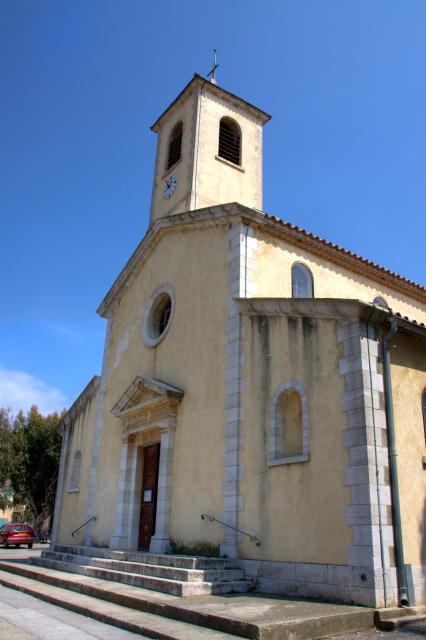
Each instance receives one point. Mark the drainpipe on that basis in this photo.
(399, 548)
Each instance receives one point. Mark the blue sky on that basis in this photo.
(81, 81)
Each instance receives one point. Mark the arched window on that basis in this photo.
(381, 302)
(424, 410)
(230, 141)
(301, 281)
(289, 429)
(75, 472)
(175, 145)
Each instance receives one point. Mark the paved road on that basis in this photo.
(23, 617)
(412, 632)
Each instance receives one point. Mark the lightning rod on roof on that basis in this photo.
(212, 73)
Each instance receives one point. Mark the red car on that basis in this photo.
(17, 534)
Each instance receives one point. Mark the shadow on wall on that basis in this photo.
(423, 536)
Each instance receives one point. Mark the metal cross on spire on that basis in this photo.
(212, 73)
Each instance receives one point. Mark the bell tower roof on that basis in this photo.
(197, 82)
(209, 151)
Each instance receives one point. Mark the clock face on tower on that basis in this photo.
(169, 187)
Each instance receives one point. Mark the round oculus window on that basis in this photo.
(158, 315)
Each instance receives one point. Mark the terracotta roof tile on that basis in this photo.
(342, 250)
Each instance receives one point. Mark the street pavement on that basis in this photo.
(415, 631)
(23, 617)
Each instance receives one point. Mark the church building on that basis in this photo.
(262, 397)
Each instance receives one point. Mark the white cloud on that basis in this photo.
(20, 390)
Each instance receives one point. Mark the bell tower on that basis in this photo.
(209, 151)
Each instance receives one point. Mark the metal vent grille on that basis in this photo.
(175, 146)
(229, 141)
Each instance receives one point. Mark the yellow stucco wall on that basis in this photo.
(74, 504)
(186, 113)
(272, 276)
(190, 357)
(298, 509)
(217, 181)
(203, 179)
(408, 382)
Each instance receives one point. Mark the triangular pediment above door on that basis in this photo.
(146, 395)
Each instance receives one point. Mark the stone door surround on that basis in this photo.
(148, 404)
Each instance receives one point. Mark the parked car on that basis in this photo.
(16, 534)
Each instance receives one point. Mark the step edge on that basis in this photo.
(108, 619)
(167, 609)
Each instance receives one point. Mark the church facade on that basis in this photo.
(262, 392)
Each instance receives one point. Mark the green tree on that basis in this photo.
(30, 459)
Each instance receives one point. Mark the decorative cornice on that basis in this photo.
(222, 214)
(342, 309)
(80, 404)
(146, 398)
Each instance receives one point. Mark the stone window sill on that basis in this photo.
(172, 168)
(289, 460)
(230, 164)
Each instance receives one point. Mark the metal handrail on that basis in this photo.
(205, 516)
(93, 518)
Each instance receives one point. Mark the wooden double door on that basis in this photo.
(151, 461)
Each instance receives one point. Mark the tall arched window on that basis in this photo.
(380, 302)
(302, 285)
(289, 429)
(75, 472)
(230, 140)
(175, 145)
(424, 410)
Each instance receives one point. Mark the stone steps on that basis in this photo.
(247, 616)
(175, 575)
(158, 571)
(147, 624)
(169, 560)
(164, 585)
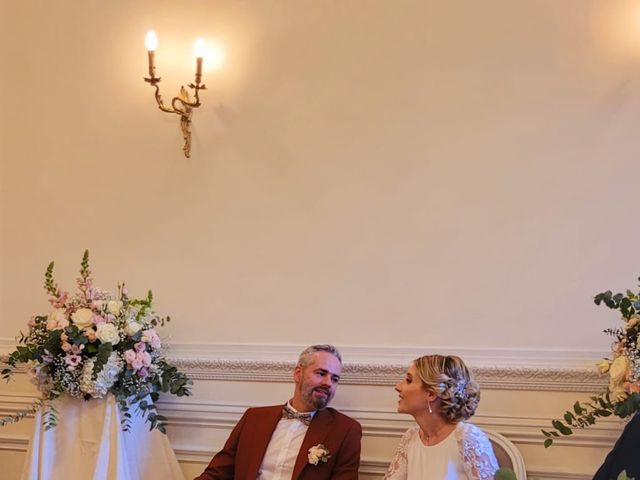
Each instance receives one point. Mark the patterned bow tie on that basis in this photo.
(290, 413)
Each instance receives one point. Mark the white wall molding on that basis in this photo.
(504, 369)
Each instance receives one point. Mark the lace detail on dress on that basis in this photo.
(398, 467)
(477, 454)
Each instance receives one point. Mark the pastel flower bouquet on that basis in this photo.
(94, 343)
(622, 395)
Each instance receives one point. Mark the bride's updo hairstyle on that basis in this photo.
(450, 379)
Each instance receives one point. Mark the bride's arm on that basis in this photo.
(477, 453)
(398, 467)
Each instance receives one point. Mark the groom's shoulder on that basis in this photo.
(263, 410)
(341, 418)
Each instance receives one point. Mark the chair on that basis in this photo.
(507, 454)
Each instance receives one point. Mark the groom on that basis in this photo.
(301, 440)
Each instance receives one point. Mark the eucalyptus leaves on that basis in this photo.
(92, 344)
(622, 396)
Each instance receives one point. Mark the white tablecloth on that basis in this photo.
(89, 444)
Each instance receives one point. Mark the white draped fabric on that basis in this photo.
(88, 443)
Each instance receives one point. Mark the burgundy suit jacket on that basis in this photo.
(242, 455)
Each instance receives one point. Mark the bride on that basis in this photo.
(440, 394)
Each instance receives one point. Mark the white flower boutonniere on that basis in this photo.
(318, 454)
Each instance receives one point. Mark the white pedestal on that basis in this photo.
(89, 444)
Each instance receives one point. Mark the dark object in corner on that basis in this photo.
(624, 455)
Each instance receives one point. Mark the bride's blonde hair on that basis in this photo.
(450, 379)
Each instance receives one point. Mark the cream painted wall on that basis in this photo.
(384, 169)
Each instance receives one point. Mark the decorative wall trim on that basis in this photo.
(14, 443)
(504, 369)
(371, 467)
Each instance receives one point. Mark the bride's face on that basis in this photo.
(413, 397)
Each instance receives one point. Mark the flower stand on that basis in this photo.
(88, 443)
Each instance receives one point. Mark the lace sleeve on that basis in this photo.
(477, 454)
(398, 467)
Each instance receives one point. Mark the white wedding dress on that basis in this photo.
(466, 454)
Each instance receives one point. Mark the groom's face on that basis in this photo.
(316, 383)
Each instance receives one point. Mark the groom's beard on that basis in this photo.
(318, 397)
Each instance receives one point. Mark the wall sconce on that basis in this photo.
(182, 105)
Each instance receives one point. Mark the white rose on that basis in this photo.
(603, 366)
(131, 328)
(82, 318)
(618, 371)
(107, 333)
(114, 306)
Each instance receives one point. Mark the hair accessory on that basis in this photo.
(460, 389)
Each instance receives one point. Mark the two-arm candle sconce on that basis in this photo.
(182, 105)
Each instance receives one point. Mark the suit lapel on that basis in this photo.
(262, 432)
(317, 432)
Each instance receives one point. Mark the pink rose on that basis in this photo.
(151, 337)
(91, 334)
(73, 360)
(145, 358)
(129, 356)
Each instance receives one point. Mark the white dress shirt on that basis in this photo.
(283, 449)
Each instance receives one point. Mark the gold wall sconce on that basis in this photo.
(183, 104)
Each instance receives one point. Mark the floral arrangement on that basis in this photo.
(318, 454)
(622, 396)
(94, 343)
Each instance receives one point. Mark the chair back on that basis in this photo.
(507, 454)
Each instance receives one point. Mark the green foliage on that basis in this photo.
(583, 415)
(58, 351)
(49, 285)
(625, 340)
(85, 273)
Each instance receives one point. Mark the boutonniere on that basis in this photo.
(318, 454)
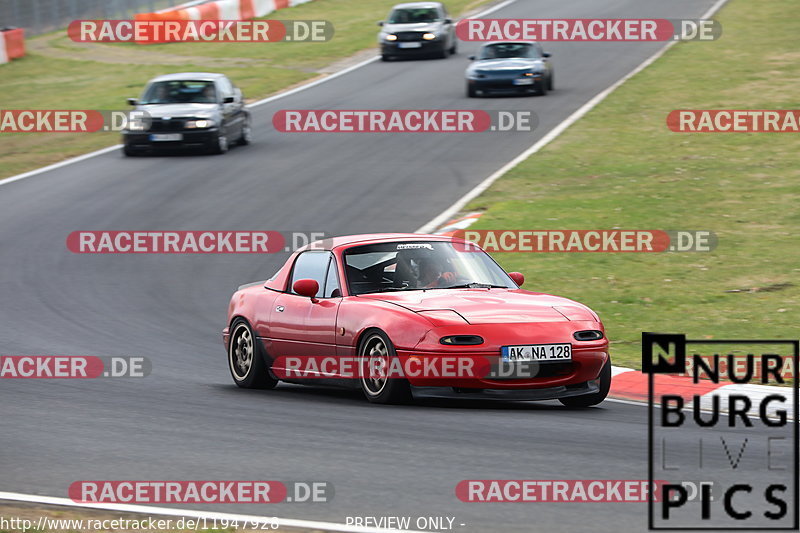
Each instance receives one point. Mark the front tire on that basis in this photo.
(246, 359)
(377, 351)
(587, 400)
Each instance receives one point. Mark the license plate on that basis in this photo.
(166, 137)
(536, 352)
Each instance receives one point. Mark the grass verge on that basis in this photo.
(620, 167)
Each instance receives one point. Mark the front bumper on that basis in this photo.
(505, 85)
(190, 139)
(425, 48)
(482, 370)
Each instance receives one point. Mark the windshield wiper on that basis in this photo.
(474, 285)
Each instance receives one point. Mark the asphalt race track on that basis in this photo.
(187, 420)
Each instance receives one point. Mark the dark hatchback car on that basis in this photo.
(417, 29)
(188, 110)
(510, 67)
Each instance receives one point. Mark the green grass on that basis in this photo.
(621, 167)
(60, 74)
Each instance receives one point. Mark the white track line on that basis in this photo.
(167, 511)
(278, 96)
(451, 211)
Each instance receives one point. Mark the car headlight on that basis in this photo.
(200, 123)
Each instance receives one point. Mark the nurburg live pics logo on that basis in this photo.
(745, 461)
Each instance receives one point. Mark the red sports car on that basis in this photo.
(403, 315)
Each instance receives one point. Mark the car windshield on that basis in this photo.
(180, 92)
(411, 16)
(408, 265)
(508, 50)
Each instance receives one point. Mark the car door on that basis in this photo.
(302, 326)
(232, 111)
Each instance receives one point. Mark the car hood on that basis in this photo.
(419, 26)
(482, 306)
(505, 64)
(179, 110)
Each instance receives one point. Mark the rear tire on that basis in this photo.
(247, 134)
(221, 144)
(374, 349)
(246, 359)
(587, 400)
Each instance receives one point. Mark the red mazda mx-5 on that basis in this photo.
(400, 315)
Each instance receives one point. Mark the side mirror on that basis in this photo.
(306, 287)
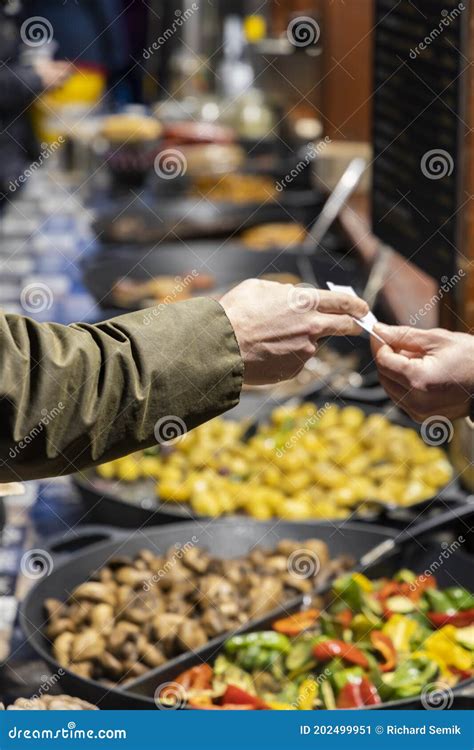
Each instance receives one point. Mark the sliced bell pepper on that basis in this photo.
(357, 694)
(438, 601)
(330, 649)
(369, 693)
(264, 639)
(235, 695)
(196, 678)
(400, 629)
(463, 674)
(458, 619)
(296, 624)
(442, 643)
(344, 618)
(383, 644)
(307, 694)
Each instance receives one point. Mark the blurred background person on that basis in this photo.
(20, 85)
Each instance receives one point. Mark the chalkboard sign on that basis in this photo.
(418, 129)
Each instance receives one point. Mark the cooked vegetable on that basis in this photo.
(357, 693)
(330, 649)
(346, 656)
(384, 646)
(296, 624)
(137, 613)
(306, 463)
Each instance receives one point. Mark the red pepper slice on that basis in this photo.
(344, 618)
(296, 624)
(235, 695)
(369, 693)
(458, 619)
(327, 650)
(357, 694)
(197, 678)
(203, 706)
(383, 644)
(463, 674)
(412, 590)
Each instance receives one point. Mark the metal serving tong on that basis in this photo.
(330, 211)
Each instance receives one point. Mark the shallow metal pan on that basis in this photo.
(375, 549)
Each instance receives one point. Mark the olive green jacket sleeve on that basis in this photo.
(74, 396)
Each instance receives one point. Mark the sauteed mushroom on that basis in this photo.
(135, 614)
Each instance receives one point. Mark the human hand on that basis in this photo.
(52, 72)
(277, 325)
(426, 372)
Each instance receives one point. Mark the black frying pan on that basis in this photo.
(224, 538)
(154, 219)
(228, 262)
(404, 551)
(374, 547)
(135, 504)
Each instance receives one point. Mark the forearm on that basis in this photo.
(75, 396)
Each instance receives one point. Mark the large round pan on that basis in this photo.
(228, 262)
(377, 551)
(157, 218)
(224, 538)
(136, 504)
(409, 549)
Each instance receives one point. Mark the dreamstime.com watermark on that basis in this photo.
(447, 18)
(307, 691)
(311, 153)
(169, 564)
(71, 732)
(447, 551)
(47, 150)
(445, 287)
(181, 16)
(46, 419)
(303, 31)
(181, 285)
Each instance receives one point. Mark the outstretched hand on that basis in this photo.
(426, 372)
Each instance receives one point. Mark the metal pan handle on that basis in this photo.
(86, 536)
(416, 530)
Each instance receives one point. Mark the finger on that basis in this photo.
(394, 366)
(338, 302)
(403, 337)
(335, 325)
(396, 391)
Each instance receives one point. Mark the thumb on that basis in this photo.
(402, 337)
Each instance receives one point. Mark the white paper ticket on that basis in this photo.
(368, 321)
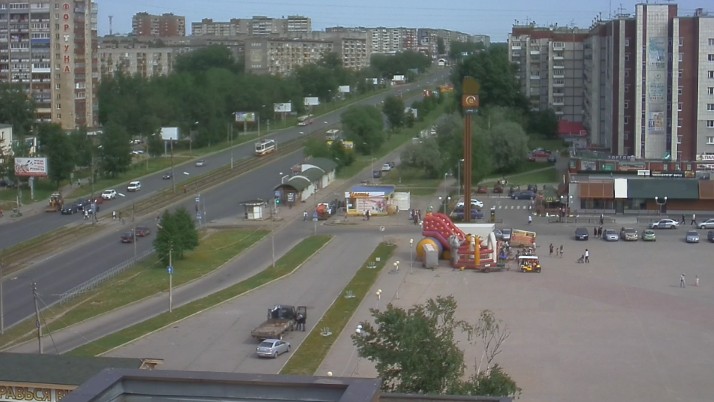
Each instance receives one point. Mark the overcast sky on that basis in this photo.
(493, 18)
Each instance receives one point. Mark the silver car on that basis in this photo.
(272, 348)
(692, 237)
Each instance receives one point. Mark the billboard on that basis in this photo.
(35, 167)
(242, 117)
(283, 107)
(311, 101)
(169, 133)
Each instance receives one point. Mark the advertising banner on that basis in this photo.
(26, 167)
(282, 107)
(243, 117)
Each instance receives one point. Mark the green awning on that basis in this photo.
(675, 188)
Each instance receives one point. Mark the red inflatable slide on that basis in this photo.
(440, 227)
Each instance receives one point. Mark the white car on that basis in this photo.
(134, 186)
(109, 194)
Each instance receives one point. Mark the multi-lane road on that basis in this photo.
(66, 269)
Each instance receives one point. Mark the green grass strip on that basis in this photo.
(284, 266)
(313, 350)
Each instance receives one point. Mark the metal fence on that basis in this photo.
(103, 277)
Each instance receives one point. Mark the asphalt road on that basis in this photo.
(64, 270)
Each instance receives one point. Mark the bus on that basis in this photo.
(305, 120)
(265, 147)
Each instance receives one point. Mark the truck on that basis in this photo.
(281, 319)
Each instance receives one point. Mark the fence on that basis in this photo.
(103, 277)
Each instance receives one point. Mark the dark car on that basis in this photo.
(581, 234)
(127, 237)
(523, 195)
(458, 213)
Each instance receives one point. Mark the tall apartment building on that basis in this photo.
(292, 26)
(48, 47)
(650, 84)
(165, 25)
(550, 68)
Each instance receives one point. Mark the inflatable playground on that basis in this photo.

Work to complete
The line containing "Each instance receives one point. Mark the bus" marks where to begin; the last line of the records marks where to stop. Copy both and all between, exactly.

Result of the task
Each instance receives one point. Mark the bus on that basis in this photo.
(305, 120)
(265, 147)
Each instance receives one point. Mark the truck on that basis in this photo.
(281, 319)
Each instance receives one point. Mark the fence on that basis in this photo.
(103, 277)
Each instance receives one point. Mark the dark car on that basis in this photo.
(581, 234)
(127, 237)
(523, 195)
(458, 213)
Each instance receives one point. Mark the tall apartment building on that basis in this photo.
(292, 26)
(48, 47)
(650, 84)
(165, 25)
(550, 68)
Each instance receives one point. Mark the inflatable playground on that basis in this photo.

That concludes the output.